[Referring expression pointing data]

******

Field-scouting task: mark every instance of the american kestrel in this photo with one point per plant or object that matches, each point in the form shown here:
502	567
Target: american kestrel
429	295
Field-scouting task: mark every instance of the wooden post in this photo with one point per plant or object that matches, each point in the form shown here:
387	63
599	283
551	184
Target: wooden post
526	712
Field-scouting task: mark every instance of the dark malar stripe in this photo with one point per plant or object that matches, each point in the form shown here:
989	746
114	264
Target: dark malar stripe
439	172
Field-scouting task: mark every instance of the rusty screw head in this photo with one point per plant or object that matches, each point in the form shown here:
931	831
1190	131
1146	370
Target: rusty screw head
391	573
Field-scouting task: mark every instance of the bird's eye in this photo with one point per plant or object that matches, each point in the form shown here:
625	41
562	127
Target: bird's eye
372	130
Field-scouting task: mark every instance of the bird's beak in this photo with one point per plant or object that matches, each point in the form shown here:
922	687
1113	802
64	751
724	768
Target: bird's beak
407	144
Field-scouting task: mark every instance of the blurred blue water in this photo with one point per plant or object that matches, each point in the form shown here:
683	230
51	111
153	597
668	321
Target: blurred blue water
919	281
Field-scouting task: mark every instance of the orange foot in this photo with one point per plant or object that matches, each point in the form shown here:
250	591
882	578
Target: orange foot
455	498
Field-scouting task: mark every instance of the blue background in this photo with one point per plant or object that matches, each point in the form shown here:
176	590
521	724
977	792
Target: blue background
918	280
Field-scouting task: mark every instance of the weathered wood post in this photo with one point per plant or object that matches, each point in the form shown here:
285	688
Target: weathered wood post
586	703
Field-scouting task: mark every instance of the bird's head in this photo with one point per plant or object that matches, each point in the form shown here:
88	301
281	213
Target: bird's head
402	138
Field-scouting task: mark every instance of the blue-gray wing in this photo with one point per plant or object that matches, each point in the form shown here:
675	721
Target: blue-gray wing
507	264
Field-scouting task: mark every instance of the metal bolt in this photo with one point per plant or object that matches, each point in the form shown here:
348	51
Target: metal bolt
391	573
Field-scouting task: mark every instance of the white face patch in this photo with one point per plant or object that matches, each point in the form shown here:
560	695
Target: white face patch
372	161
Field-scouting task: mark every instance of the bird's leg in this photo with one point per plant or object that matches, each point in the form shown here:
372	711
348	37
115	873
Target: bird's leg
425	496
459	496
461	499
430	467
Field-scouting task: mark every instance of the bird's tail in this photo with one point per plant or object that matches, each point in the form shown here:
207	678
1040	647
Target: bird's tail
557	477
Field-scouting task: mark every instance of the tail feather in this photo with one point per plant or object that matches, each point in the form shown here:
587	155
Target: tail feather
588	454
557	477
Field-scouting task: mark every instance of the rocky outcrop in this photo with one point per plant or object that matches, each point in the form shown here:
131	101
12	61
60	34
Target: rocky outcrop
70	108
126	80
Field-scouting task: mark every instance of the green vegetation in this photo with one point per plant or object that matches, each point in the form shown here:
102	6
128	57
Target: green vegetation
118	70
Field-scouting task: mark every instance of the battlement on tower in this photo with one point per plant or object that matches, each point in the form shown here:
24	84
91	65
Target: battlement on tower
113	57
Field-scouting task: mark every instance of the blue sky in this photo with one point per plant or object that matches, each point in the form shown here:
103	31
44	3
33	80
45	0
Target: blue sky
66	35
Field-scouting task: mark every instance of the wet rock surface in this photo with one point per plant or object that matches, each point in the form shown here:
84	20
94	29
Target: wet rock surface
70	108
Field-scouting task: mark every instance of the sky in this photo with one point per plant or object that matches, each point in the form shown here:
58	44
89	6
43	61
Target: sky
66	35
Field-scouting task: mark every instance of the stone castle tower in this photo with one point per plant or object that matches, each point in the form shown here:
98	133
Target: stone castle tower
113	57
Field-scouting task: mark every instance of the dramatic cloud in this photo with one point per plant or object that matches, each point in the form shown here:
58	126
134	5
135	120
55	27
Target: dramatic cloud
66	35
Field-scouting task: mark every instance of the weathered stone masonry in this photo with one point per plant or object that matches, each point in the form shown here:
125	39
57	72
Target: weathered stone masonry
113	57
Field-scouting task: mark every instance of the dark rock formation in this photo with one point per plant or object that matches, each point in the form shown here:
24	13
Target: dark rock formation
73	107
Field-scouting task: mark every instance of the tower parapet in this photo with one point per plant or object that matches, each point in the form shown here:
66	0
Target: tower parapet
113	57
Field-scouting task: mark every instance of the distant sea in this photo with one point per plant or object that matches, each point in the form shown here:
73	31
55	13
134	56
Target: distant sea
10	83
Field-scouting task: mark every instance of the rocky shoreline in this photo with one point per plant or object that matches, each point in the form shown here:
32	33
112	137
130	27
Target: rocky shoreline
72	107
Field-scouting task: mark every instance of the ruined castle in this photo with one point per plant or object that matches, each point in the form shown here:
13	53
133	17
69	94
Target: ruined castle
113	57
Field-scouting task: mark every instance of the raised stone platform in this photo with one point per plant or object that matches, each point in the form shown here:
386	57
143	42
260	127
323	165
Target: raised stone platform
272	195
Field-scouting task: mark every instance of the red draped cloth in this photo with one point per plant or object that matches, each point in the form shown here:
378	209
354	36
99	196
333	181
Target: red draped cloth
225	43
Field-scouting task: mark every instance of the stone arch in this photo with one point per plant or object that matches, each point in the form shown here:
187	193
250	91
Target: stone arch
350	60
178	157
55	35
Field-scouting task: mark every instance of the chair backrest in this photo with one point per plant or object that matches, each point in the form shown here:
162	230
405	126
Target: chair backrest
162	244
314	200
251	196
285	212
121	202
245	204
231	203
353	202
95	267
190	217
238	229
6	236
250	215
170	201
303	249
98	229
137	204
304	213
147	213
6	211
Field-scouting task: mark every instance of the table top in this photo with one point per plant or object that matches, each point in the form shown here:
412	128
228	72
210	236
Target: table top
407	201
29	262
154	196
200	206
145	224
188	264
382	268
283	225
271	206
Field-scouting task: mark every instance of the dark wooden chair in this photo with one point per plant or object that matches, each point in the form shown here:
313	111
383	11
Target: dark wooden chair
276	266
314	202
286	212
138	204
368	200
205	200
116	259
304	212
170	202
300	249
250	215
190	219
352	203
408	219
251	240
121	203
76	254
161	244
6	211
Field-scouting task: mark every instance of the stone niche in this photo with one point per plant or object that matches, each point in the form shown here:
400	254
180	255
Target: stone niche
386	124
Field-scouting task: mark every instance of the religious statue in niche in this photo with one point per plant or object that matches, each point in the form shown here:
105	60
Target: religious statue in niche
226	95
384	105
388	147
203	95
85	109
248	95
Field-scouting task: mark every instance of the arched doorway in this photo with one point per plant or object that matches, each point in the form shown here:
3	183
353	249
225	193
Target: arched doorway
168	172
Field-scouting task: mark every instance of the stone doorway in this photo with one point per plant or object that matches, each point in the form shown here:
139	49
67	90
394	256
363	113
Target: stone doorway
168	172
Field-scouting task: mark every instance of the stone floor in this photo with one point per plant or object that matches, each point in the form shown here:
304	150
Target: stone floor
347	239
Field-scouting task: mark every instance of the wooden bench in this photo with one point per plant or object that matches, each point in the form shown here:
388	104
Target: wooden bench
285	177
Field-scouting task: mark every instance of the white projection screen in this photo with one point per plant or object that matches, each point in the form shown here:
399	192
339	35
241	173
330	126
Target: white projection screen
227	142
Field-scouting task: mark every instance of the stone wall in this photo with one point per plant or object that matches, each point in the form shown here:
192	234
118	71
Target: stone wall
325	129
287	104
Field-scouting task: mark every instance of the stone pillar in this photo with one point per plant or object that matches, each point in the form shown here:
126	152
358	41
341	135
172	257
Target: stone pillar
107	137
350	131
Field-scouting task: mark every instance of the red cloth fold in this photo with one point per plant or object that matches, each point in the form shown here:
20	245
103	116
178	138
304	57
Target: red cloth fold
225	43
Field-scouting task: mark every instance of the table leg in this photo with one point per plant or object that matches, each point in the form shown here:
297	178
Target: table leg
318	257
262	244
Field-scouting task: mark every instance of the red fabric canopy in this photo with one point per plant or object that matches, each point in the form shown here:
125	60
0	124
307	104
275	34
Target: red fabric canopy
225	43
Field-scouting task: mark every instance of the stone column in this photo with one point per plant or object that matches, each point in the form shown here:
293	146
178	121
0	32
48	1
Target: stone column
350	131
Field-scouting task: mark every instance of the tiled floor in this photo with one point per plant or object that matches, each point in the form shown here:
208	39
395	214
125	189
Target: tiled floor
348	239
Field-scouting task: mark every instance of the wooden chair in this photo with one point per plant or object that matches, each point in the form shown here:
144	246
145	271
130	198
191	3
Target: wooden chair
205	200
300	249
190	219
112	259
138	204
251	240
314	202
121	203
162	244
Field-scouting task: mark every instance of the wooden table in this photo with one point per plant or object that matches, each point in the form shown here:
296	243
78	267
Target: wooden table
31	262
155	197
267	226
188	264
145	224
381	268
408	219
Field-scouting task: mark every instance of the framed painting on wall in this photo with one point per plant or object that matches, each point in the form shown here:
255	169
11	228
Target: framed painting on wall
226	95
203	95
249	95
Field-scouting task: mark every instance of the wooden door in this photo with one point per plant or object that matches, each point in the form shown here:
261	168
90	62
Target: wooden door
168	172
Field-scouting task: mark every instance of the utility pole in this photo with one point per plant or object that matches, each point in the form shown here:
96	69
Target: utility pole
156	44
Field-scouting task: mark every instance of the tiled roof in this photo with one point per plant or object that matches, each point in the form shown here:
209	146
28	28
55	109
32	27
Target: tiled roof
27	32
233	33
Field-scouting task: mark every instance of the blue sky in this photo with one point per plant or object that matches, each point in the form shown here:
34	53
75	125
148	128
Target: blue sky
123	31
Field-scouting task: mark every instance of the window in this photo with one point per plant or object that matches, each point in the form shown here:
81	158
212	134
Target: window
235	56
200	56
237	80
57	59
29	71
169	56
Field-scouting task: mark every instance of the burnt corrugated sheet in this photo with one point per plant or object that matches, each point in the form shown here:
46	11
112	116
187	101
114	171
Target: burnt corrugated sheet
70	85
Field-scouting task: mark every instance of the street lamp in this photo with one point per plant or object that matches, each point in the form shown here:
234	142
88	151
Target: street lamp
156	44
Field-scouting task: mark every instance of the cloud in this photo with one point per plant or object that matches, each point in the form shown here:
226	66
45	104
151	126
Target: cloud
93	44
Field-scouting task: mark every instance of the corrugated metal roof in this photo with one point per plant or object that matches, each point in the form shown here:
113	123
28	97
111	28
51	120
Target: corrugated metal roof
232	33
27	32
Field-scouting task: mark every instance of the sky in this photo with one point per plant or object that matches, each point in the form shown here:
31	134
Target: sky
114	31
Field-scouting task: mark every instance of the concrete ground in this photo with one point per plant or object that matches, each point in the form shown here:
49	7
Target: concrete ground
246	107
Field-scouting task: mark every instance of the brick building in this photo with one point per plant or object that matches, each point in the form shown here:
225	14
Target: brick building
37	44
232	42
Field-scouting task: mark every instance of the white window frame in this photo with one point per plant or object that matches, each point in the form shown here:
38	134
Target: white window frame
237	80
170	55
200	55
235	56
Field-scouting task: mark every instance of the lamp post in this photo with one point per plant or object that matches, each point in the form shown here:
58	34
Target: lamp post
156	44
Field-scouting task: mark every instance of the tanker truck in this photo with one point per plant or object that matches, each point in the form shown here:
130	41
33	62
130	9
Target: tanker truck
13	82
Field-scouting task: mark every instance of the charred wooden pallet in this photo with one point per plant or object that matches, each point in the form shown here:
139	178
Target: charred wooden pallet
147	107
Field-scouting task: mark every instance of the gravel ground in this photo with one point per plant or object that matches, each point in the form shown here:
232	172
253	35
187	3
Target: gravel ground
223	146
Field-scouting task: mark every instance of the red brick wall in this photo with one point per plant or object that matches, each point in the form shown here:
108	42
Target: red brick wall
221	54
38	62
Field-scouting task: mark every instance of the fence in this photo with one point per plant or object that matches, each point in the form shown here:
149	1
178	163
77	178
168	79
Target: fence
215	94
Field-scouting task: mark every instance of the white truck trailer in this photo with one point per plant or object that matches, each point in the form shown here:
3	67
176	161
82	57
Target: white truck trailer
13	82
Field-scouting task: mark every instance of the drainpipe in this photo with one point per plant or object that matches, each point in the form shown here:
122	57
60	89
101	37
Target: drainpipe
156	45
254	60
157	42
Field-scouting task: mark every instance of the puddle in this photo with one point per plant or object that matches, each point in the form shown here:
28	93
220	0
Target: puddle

******

**WHAT THIS TASK INVOLVES**
In the entries above, find each line with "puddle" and list it.

**RESPONSE AREA**
Field-scouting task: mark every instance of the puddle in this photo with one point per plant or object that matches, each point in the form shown here:
Target: puddle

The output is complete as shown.